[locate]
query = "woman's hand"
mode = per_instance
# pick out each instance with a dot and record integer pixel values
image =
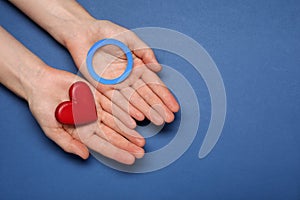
(142, 93)
(107, 136)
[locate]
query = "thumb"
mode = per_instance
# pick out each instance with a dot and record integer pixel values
(68, 143)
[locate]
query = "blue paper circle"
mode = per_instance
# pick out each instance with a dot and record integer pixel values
(92, 51)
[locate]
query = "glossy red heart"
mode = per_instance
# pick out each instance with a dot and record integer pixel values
(80, 109)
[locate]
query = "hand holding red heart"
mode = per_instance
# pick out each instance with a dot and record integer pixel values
(105, 133)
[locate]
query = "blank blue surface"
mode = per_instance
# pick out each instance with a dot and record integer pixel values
(256, 46)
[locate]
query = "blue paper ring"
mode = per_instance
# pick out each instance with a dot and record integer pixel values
(92, 51)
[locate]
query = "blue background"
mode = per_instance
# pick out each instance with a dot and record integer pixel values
(256, 46)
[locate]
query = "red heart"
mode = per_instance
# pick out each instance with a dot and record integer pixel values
(80, 109)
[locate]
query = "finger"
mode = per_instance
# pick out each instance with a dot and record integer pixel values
(144, 52)
(115, 110)
(139, 102)
(119, 127)
(119, 141)
(68, 143)
(153, 100)
(159, 88)
(116, 97)
(108, 150)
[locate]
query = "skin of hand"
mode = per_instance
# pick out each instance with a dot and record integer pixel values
(143, 93)
(108, 136)
(31, 79)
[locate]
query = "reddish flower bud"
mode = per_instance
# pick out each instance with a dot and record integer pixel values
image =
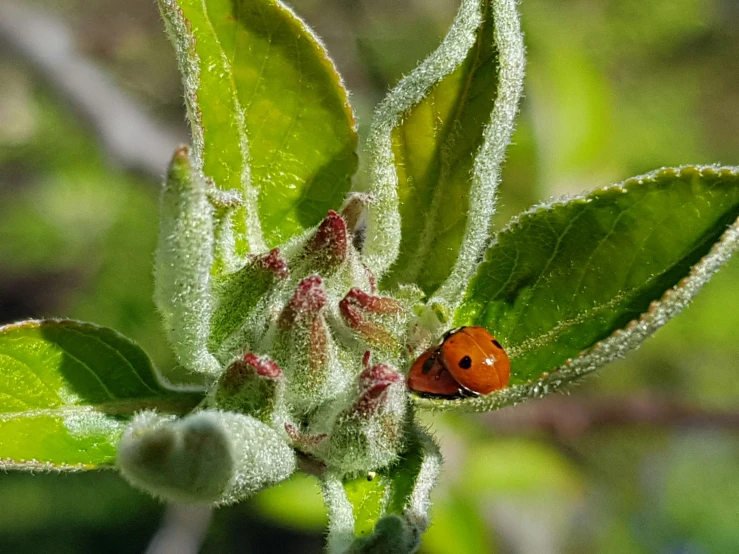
(274, 262)
(251, 385)
(305, 303)
(263, 366)
(328, 246)
(360, 312)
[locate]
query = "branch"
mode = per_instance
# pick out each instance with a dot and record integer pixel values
(130, 134)
(569, 417)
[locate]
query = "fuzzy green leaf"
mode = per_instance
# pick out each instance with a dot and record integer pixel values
(612, 266)
(66, 390)
(436, 144)
(391, 507)
(270, 117)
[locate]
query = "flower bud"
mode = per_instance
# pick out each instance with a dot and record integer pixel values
(254, 386)
(328, 248)
(368, 435)
(306, 350)
(184, 256)
(377, 319)
(207, 457)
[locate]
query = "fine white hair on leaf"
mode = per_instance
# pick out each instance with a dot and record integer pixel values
(184, 257)
(418, 505)
(340, 514)
(614, 347)
(209, 457)
(189, 63)
(382, 240)
(496, 138)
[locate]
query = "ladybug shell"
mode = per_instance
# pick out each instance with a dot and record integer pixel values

= = =

● Exercise task: Print the full listing exactly, dropping the pictures.

● Answer for this exercise:
[locate]
query = "woman's hand"
mode = per_instance
# pick out each instance with a dot and record integer pixel values
image =
(142, 93)
(107, 136)
[locate]
query = "thumb"
mode = per_instance
# pick out each instance with a dot and record integer pixel values
(68, 143)
[locate]
query = "blue paper circle"
mode = per_instance
# pick out each instance with a dot and record integer pixel values
(92, 51)
[locate]
query = "glossy red heart"
mode = per_instance
# pick out each instance with a dot and record integer pixel values
(80, 109)
[locate]
query = "hand holding red heart"
mode = per_instance
# pick out each instance with a dot and record integer pixel values
(105, 133)
[locate]
query = "blank blue surface"
mode = per_instance
# pick out each instance with a dot and record integer pixel values
(256, 46)
[locate]
query = "blue paper ring"
mode = per_instance
# pick out each instance with a dot and record integer pixel values
(92, 51)
[locate]
query = "blue background"
mode = per_instance
# pick out each instance with a dot and record integer pixel values
(256, 46)
[locate]
query = "red heart"
mode = per_instance
# pick out each instance with a dot and record integer pixel values
(80, 109)
[locate]
query = "finger"
mode = per_instance
# pick out each instance with a dot and record integer pixel values
(144, 52)
(115, 110)
(139, 102)
(119, 127)
(119, 141)
(68, 143)
(153, 100)
(159, 88)
(116, 97)
(108, 150)
[locate]
query = "skin of hand"
mode = per_instance
# pick out each instance with a dot and record integer pixel values
(143, 93)
(108, 136)
(31, 79)
[locate]
query = "reddish flower bud"
mode = per_instance
# pick out each instance with a dot and record integer pixel values
image =
(274, 262)
(251, 385)
(305, 303)
(263, 366)
(328, 246)
(360, 312)
[locate]
query = "branch"
mode = per_instance
# pick out each instance with a dot and record integer pixel values
(130, 134)
(569, 417)
[locate]
query = "fuzzy green leaf"
mode = per_instance
# pick out each instance with a dot and record integer pixel values
(612, 266)
(66, 390)
(436, 144)
(391, 507)
(270, 117)
[locate]
query = "flower bud"
mode = per_instance
# pick out each instance with a dot and record integer pixel values
(254, 386)
(328, 248)
(368, 435)
(306, 350)
(184, 256)
(377, 319)
(207, 457)
[locate]
query = "fine white hair on leaf"
mode = per_instance
# pick out each instance with a dot and record integer pixel values
(184, 257)
(418, 505)
(340, 514)
(614, 347)
(209, 457)
(189, 63)
(382, 240)
(496, 138)
[locate]
query = "ladybug shell"
mode = per_instance
# pick out each instance with a dot and record integer pixel values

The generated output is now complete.